— begin GIVEN DATA —
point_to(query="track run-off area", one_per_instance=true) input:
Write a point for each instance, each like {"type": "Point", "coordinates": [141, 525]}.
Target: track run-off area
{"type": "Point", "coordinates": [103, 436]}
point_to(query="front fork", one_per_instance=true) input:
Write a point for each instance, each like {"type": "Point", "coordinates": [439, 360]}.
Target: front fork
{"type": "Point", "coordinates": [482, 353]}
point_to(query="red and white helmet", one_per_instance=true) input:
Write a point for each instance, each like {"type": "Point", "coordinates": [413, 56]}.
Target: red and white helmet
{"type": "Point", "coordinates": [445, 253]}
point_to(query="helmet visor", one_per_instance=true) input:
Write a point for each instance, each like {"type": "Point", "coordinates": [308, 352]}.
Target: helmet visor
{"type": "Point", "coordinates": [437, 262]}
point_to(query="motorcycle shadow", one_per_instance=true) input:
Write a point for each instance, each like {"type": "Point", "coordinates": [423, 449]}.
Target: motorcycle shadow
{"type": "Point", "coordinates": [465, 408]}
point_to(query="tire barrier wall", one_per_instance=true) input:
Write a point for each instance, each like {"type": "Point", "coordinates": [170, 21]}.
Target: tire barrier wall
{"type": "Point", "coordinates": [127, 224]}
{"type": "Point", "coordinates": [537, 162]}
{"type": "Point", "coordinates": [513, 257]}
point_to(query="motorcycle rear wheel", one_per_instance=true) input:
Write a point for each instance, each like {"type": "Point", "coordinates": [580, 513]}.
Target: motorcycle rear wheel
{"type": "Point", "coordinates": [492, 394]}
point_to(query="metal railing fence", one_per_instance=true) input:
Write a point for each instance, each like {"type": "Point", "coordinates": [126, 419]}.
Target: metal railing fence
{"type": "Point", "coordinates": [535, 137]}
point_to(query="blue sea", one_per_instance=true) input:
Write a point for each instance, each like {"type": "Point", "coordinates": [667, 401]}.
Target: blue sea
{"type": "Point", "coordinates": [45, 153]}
— end GIVEN DATA —
### THE TASK
Collect every line of the records that contains the string "Target" and list those lines.

### CORRECT OUTPUT
Target: track run-off area
Target: front fork
Target: red and white helmet
Target: helmet visor
Target: motorcycle shadow
Target: tire barrier wall
Target: motorcycle rear wheel
Target: metal railing fence
Target: blue sea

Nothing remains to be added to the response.